▸ **TEXT**:
------------

Let me take a step back.
When she was reading my brief bio, which is not brief enough,
you may have picked up that
I have a lot more duties besides HR;
there is a campus to run, couple of thousand scientists,
research animals, the whole nine yards.
HR was not my thing, that's why they don't trust me to come over
here to OPM without two HR people in the front row,
because they are afraid of what I might say.
But one of the things when I came into my job
I had in my performance standards;
remember, we all have these performance standards,
and some of us actually pay attention to them,
but one of the things I had in mine was,
you will comply with the 45 day OPM standard.
Well, I had no idea what that was.
But I soon found out that every six months or so
someone in my staff would come to me with a report and say,
just to let you know,
we did comply the last six months.
Well, that's nice.
What happens if we had not complied?
I had no ability to influence that outcome until
after it had occurred,
it was entirely retrospective.
Well, so I went to... one of the nice things about having
other things besides just HR
under you is I had an IT shop under me.
A little guy in the IT shop, who honest to God,
has a beanie with a propeller on his desk,
built me a little database,
where I could, hire by hire, action by action,
track when things were about to go to 45 days.

------------

▸ **STATED PROBLEM 1**:
In the speech, how often would someone on the speaker's staff bring a report on compliance?
▸ **STATED PROBLEM 2**:
Rewrite the speech from "HR was not my" up to and including "last six months.", putting "job goals" wherever "performance standards" appears.

------------

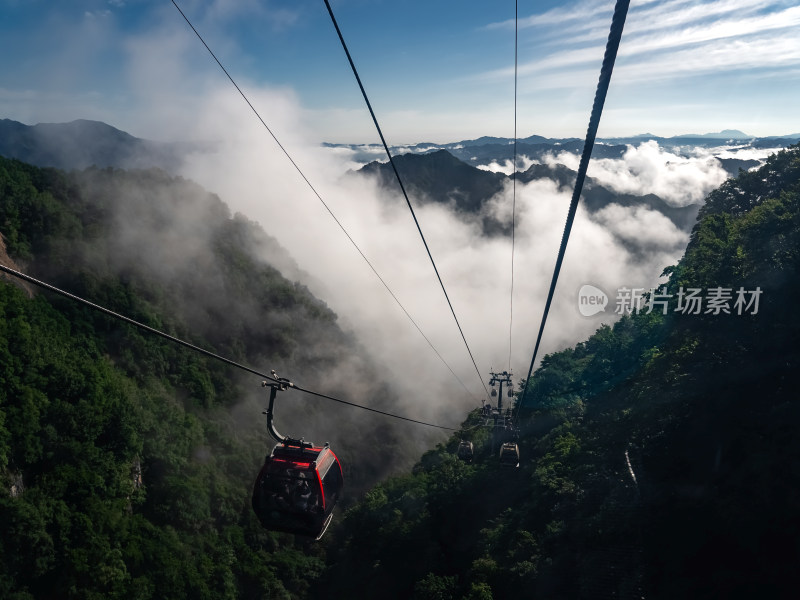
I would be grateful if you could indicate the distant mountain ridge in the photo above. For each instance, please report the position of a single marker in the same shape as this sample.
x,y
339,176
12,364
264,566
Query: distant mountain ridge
x,y
440,177
485,149
82,143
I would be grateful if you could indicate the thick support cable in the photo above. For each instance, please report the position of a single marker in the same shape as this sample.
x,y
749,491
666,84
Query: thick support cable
x,y
403,189
612,46
281,382
319,197
514,184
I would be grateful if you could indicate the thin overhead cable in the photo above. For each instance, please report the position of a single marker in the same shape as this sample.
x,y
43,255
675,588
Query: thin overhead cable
x,y
514,185
181,342
612,46
319,197
403,189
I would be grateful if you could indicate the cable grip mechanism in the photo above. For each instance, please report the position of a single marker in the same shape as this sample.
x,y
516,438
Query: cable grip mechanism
x,y
276,385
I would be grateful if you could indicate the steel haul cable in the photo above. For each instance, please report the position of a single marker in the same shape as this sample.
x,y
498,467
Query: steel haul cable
x,y
612,46
514,184
319,197
402,187
207,353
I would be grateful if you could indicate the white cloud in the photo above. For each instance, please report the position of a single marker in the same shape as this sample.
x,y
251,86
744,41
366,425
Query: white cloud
x,y
649,169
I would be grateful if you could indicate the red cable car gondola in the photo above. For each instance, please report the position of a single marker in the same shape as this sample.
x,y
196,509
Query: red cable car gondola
x,y
299,484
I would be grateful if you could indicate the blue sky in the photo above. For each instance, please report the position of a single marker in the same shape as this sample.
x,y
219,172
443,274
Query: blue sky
x,y
435,71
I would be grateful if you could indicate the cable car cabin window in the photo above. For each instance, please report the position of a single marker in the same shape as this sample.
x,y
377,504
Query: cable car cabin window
x,y
297,489
292,490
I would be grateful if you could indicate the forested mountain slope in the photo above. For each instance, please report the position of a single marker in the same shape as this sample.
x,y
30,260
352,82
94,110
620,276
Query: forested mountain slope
x,y
659,457
126,461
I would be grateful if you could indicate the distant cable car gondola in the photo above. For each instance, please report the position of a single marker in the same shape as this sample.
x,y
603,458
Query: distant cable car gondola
x,y
299,484
465,451
509,454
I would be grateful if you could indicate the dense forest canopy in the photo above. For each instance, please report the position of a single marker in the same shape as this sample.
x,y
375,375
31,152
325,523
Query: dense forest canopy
x,y
658,456
127,461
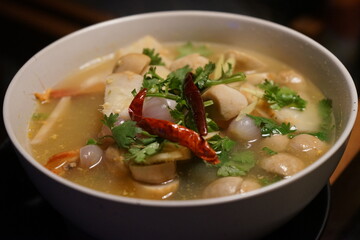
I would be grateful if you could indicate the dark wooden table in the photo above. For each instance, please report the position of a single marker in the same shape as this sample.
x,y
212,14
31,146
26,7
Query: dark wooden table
x,y
30,25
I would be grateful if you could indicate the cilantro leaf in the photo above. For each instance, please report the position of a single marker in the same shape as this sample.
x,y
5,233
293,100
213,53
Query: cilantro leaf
x,y
269,127
222,146
202,74
189,48
110,120
264,181
269,151
155,58
139,153
92,141
237,77
279,97
125,133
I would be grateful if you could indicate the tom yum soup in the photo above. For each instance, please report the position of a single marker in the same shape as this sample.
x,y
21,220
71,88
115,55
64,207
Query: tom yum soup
x,y
180,121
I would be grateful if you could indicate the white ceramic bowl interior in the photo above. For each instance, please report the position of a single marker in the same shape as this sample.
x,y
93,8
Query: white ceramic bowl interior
x,y
261,209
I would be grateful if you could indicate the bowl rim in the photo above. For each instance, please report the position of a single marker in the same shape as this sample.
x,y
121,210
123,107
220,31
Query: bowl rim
x,y
197,202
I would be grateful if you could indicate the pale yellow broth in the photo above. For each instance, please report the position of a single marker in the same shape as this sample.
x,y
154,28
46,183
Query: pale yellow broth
x,y
82,121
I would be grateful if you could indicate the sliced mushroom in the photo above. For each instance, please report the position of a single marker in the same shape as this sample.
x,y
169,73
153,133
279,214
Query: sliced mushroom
x,y
160,191
228,102
133,62
171,152
291,79
223,187
194,61
283,164
118,92
153,173
245,62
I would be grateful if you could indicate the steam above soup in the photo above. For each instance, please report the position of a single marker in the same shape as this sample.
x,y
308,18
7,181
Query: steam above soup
x,y
180,121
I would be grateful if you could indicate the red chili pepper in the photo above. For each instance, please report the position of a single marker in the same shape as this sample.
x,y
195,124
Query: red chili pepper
x,y
193,98
170,131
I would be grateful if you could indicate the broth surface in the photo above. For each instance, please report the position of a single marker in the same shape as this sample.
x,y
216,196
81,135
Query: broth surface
x,y
82,121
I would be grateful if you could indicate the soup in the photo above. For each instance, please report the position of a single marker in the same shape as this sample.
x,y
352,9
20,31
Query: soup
x,y
180,121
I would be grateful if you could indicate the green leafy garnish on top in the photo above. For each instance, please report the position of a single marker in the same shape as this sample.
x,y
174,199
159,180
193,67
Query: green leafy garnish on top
x,y
127,135
279,97
155,58
232,163
269,127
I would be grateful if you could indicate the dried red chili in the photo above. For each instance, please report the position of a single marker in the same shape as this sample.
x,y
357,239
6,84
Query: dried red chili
x,y
170,131
193,98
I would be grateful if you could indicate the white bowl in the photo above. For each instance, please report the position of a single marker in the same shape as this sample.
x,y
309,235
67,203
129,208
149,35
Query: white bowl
x,y
245,216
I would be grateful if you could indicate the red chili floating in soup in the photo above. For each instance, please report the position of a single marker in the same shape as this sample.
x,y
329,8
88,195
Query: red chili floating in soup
x,y
170,131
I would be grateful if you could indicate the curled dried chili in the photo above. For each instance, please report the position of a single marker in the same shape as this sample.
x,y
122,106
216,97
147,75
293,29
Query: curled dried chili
x,y
193,98
170,131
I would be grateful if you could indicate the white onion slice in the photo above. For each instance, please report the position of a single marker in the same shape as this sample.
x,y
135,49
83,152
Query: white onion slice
x,y
90,156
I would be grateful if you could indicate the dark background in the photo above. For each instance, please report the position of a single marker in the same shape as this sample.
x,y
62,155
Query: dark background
x,y
27,26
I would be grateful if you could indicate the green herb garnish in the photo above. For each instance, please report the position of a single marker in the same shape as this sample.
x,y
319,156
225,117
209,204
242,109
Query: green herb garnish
x,y
126,135
269,127
39,116
279,97
269,151
155,58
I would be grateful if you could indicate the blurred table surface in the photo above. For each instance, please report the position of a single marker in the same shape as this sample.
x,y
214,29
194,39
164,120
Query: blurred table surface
x,y
30,25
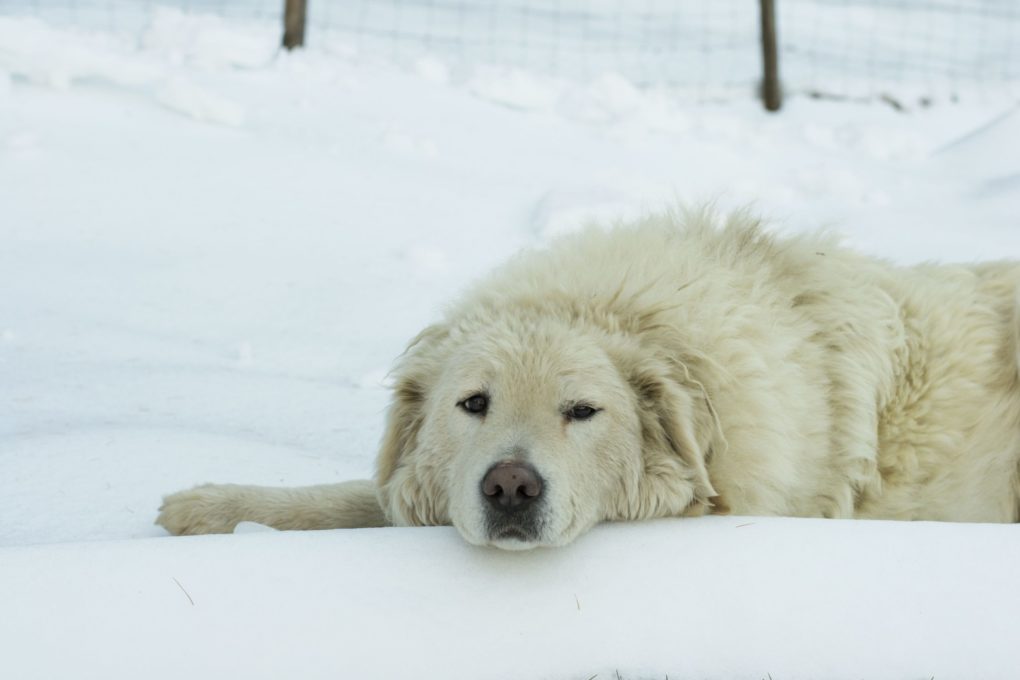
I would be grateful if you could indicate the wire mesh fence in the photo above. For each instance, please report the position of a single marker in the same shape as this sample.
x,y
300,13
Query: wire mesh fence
x,y
901,50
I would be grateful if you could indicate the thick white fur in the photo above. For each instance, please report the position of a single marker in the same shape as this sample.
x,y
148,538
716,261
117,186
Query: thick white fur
x,y
735,371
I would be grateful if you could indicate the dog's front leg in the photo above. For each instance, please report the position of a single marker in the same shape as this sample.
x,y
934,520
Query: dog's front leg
x,y
218,508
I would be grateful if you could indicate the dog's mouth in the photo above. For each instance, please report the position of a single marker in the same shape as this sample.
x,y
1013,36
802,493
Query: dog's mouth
x,y
512,534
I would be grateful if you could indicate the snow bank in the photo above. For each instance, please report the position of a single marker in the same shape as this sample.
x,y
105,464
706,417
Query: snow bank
x,y
206,276
714,597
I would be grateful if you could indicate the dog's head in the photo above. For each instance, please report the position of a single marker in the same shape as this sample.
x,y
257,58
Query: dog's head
x,y
527,430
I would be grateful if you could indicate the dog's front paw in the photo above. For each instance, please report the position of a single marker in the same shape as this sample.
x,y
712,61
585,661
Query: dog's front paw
x,y
206,509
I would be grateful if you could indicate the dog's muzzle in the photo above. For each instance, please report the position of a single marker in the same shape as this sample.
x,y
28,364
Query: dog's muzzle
x,y
513,493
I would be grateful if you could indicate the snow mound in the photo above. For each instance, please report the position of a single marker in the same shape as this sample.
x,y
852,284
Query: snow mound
x,y
719,597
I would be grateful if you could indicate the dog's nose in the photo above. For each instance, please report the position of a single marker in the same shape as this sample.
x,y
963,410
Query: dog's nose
x,y
511,485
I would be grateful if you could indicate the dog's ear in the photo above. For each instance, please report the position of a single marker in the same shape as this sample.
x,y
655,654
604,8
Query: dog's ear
x,y
670,424
416,369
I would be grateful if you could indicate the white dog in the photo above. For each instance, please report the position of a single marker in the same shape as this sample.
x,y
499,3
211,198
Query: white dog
x,y
673,368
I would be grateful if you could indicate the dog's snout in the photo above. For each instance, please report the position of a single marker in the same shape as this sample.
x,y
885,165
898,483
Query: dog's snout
x,y
511,485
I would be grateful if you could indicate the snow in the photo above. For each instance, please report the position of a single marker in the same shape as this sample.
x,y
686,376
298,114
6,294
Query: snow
x,y
720,597
210,254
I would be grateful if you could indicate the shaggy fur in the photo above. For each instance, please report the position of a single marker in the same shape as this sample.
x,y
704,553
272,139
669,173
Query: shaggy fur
x,y
732,371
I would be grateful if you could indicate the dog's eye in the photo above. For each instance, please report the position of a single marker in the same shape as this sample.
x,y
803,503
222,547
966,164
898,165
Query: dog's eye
x,y
580,412
476,404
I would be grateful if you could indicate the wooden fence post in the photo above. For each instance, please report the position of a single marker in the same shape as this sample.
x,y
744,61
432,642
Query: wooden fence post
x,y
294,22
771,91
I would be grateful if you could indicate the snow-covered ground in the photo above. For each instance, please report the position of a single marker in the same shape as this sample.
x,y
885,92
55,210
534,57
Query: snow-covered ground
x,y
210,253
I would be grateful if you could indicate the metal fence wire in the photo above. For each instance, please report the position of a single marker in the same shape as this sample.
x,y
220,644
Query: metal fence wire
x,y
900,50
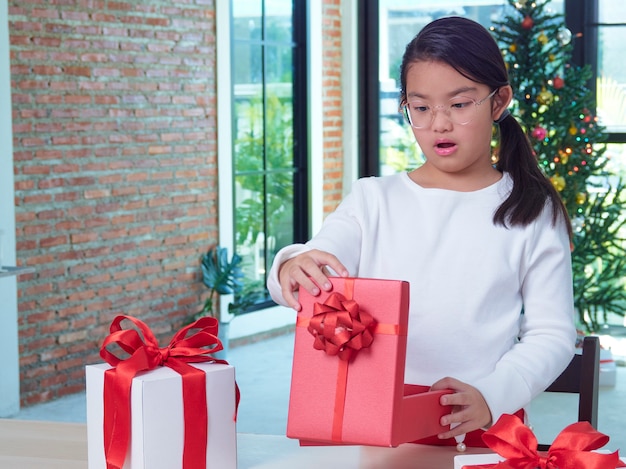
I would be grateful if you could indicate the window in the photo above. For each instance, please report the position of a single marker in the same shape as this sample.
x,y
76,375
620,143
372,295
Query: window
x,y
269,183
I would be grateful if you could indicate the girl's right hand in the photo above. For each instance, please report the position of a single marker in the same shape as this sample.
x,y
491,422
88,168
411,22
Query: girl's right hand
x,y
308,270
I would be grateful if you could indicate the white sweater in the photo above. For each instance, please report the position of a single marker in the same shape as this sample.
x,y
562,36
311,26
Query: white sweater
x,y
469,281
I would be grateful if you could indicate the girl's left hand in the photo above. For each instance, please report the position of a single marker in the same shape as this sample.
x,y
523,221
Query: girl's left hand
x,y
469,408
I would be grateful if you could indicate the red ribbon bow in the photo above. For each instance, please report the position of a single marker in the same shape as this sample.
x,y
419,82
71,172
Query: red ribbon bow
x,y
145,354
339,328
571,449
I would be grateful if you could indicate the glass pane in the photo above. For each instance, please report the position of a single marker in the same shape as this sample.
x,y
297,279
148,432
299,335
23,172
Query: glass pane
x,y
278,21
247,65
612,11
249,145
247,20
611,85
249,224
263,130
279,213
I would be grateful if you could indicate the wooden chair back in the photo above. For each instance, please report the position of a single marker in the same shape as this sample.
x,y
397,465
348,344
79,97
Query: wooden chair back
x,y
582,377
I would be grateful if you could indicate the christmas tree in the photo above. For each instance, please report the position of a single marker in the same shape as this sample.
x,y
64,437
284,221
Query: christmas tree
x,y
555,106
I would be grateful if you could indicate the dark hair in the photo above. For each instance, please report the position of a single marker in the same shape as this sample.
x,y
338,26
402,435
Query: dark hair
x,y
471,50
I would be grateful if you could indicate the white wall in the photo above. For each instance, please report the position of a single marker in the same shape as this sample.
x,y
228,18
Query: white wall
x,y
9,369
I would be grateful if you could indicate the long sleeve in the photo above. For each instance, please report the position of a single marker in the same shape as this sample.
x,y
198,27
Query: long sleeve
x,y
489,305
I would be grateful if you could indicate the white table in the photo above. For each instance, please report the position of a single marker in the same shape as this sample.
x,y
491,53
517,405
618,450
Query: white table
x,y
55,445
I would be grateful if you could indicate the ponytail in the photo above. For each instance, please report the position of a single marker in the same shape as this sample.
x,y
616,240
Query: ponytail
x,y
531,188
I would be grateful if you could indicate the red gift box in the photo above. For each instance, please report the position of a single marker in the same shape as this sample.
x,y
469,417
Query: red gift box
x,y
347,384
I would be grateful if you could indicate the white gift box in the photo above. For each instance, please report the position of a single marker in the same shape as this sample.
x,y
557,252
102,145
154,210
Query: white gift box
x,y
157,422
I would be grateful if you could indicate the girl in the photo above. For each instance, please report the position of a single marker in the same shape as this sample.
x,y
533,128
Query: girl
x,y
485,248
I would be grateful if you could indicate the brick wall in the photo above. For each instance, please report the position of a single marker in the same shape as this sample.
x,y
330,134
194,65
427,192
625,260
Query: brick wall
x,y
114,123
115,173
332,103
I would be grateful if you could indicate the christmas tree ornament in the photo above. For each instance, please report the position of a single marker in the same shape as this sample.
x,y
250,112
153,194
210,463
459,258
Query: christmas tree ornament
x,y
558,82
543,39
527,22
545,97
558,182
564,36
539,133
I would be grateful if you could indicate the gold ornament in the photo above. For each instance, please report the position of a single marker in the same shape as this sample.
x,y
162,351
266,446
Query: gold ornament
x,y
545,97
558,182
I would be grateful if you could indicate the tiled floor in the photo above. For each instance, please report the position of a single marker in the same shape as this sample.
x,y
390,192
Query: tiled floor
x,y
263,371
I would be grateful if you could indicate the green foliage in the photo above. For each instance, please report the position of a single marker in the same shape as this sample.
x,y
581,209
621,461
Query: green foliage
x,y
221,277
555,107
264,171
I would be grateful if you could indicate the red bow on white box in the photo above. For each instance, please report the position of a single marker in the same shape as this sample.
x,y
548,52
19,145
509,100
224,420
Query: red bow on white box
x,y
573,448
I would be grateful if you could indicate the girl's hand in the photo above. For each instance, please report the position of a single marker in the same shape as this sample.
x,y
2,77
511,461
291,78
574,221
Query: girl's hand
x,y
307,270
469,409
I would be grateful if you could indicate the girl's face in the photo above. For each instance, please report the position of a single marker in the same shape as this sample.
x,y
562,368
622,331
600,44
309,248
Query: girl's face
x,y
442,101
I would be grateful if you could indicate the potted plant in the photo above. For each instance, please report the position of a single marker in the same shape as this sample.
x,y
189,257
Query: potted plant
x,y
221,277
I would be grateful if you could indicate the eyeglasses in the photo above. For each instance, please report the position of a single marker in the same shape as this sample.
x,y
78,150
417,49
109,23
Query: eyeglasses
x,y
460,110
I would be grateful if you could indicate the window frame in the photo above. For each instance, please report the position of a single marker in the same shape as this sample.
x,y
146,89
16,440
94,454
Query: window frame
x,y
583,17
304,133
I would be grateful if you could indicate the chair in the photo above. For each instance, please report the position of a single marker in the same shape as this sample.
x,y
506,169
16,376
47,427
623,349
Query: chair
x,y
582,376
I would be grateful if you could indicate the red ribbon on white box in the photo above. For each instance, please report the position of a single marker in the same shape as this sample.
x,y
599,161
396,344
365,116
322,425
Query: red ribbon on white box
x,y
571,449
192,344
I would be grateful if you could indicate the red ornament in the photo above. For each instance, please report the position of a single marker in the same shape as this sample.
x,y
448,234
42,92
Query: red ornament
x,y
558,83
527,23
539,133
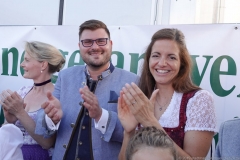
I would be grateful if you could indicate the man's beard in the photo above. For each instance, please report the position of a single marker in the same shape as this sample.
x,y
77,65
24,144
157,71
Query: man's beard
x,y
98,64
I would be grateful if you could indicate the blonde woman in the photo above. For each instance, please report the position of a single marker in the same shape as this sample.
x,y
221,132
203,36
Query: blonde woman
x,y
41,60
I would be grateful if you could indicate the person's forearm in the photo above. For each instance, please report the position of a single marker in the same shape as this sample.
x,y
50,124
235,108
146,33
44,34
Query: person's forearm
x,y
30,125
126,139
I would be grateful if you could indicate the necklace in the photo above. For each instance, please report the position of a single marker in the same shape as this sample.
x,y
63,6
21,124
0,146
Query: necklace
x,y
43,83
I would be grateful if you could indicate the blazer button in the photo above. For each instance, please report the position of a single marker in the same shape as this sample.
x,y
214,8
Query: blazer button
x,y
72,125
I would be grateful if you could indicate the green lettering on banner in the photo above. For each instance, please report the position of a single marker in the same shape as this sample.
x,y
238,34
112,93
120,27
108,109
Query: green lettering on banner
x,y
5,53
120,59
71,61
196,77
134,61
215,75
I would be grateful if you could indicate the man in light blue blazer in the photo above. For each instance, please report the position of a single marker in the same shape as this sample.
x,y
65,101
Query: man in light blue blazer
x,y
228,146
85,100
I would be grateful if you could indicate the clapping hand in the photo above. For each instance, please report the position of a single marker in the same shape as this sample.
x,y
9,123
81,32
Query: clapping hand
x,y
125,116
141,107
52,108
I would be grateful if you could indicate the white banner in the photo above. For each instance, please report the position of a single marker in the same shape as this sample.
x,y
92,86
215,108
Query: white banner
x,y
214,49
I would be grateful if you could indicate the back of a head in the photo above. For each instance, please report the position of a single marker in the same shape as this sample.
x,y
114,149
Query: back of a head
x,y
150,137
93,25
45,52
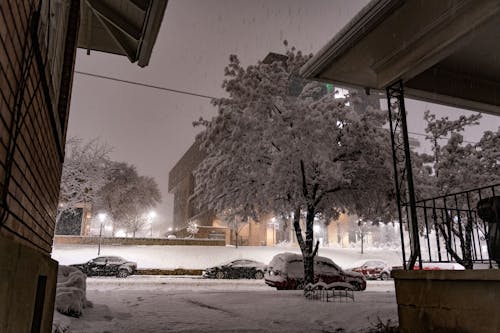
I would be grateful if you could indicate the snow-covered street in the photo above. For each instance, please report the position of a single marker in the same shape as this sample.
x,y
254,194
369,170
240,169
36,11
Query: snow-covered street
x,y
192,304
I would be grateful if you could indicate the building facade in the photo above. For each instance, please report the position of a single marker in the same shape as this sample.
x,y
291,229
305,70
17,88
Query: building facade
x,y
38,42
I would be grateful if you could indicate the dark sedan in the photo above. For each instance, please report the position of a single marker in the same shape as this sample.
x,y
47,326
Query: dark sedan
x,y
237,269
108,266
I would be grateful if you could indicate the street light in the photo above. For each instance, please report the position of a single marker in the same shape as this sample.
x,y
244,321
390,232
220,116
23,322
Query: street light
x,y
102,218
151,216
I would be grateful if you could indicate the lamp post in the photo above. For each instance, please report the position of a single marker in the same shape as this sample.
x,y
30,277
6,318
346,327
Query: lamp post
x,y
102,218
151,215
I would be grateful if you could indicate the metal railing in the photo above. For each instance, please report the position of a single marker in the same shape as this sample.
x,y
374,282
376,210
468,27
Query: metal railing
x,y
450,229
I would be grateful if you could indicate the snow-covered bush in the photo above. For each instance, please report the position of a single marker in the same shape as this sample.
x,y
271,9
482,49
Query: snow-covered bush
x,y
192,228
70,291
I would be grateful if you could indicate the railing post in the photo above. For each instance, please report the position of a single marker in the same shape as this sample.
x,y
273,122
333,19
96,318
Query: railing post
x,y
402,169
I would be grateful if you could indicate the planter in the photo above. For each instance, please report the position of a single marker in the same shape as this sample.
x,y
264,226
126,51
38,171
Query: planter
x,y
448,301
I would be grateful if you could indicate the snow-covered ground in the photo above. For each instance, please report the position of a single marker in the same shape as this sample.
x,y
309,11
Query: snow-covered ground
x,y
200,257
191,304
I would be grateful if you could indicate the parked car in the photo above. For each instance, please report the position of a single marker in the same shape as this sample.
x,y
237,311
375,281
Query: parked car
x,y
436,266
237,269
373,269
286,271
108,266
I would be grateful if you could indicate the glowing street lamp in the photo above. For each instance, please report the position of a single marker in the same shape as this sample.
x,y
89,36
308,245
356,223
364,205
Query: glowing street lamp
x,y
102,219
151,216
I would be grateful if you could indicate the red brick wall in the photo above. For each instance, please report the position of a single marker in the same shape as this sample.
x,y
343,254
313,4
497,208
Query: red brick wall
x,y
31,160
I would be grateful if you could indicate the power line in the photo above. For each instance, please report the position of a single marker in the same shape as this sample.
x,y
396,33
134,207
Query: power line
x,y
144,85
440,138
184,92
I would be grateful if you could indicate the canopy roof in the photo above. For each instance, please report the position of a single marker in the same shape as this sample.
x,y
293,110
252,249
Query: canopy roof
x,y
124,27
446,52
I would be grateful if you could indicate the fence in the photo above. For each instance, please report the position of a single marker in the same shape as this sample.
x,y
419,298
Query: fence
x,y
450,229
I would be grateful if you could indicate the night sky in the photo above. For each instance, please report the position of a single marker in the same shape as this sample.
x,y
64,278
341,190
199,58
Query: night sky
x,y
152,128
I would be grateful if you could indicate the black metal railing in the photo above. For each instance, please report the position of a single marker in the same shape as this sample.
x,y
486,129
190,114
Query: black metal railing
x,y
450,229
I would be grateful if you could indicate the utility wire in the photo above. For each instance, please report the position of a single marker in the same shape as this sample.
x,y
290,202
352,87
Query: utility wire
x,y
182,91
440,138
144,85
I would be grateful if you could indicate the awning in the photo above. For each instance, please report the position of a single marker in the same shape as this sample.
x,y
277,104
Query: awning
x,y
124,27
446,52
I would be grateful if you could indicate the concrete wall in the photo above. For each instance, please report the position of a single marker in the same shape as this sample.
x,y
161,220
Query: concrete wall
x,y
22,308
58,240
448,301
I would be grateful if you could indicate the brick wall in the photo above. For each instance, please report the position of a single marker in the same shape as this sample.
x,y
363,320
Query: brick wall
x,y
31,127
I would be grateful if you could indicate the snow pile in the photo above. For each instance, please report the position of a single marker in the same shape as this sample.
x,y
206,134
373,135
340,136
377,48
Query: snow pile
x,y
70,291
60,323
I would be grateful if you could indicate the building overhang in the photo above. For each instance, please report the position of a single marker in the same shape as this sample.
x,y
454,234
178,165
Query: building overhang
x,y
446,52
123,27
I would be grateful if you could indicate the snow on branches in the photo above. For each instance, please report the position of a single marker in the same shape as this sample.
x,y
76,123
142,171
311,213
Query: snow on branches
x,y
283,144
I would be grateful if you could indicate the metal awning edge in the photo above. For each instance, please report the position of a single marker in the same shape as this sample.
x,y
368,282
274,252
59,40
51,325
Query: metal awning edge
x,y
359,26
154,19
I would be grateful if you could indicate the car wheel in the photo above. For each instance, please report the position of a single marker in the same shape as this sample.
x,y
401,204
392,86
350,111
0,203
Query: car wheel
x,y
122,273
299,285
356,286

------------

▸ **EXERCISE SOLUTION 1**:
Every six months or so.

▸ **EXERCISE SOLUTION 2**:
HR was not my thing, that's why they don't trust me to come over
here to OPM without two HR people in the front row,
because they are afraid of what I might say.
But one of the things when I came into my job
I had in my job goals;
remember, we all have these job goals,
and some of us actually pay attention to them,
but one of the things I had in mine was,
you will comply with the 45 day OPM standard.
Well, I had no idea what that was.
But I soon found out that every six months or so
someone in my staff would come to me with a report and say,
just to let you know,
we did comply the last six months.